## Listed records
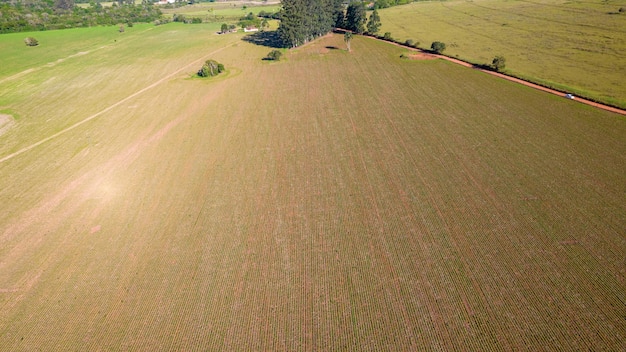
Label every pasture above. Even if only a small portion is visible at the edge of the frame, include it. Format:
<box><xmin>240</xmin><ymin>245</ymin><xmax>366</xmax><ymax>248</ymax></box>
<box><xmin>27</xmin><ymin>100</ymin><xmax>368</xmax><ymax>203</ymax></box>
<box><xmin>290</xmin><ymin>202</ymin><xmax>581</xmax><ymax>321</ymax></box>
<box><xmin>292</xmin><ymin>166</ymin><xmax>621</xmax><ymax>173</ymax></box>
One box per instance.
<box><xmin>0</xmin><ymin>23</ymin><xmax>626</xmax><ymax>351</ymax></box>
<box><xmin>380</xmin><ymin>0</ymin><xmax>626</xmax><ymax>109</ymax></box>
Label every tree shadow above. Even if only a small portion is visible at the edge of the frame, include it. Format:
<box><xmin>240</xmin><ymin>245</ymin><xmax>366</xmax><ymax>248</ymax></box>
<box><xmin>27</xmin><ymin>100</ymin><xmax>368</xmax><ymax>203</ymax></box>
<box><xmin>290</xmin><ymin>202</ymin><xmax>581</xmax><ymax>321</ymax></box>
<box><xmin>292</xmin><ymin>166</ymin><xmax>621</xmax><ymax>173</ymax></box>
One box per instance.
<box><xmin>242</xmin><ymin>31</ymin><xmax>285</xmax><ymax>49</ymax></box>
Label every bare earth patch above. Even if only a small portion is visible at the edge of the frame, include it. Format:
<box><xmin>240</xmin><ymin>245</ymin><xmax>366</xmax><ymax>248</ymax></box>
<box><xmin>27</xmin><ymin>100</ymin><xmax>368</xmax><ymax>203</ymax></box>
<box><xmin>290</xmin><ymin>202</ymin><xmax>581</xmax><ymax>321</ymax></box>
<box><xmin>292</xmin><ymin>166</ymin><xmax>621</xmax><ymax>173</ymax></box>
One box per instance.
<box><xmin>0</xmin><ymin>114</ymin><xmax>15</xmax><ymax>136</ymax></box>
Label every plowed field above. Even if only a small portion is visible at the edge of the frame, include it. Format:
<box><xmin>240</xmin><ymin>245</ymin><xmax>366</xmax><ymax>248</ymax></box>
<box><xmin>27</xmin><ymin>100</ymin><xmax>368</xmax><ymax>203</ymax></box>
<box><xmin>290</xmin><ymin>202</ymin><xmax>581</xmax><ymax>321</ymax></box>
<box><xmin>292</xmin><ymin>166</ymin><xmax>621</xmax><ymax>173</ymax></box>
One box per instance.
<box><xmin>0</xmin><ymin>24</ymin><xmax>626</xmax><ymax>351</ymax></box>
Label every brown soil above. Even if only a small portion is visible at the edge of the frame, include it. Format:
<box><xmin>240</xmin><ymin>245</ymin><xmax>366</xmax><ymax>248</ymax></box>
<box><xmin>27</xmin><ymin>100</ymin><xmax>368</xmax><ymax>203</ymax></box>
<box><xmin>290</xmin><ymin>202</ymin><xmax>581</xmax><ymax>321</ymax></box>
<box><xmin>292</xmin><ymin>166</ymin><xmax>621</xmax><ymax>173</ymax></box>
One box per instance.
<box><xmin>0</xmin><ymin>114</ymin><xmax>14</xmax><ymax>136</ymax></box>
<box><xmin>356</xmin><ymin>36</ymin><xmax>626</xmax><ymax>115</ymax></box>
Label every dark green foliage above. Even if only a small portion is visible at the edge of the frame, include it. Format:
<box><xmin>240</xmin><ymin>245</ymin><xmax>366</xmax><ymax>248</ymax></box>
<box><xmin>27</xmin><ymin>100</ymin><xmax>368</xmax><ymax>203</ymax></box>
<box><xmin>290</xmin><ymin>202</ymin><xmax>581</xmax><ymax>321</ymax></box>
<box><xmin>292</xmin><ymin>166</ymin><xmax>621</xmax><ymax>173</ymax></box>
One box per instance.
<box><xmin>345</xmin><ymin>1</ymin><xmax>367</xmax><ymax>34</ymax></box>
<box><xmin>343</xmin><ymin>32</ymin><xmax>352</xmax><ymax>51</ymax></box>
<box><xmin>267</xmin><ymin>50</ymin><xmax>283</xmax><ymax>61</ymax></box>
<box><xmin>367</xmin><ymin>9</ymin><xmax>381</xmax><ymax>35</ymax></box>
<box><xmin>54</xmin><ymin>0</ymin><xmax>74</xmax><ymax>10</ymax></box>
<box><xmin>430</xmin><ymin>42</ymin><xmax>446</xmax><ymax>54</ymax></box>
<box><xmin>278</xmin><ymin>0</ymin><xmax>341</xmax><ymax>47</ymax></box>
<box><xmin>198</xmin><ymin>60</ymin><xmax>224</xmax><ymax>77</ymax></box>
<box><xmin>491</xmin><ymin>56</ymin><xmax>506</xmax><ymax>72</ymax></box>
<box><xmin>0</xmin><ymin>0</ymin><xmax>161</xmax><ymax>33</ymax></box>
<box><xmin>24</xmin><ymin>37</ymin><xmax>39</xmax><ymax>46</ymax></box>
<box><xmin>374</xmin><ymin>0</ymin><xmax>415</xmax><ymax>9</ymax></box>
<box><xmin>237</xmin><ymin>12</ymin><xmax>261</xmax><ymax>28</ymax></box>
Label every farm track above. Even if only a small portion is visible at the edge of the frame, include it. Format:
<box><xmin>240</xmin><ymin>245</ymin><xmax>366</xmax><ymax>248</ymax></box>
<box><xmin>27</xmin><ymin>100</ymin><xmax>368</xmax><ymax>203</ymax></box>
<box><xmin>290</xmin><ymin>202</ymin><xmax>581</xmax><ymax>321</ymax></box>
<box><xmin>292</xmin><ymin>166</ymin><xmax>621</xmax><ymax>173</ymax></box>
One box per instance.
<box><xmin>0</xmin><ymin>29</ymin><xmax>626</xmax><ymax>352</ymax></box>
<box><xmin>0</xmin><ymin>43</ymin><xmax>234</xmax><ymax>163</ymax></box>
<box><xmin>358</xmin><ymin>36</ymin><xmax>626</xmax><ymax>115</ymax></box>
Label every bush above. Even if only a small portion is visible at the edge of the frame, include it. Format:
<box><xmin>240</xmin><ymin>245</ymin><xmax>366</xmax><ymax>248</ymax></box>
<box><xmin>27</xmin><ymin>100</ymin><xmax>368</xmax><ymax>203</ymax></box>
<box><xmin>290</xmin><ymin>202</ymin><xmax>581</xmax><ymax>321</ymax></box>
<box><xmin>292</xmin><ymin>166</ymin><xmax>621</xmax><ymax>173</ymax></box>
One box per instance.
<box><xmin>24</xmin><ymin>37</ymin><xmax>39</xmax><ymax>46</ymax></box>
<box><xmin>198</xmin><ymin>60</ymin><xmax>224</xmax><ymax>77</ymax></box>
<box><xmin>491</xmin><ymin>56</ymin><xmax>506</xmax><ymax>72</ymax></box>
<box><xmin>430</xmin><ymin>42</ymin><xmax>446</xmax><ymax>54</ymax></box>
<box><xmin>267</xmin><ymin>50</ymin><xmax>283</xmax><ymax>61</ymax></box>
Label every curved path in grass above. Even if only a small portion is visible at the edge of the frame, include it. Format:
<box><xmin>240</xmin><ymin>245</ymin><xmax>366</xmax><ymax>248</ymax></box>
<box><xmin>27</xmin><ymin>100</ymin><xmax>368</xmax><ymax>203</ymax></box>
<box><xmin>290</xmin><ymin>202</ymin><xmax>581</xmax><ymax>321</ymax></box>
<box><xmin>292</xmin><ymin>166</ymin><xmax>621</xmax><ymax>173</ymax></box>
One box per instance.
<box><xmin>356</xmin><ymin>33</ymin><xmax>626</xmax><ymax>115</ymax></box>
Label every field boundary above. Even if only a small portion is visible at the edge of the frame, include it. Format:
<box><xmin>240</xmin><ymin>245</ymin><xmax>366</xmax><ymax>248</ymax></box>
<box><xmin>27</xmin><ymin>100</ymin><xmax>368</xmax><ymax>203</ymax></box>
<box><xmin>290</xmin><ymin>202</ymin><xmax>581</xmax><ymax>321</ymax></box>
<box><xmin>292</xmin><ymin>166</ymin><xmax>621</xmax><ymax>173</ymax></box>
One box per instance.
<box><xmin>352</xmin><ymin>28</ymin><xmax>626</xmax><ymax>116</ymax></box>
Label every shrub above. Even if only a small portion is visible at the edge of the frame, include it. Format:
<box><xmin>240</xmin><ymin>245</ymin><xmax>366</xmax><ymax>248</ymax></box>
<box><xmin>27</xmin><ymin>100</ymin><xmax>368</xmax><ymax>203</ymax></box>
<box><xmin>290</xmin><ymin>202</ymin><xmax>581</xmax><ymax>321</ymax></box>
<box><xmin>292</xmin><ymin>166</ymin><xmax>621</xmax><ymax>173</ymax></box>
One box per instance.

## Problem requirements
Report how many lines of the listing above contain the string "field". Case counts, and your reply should be only the number.

## Final answer
2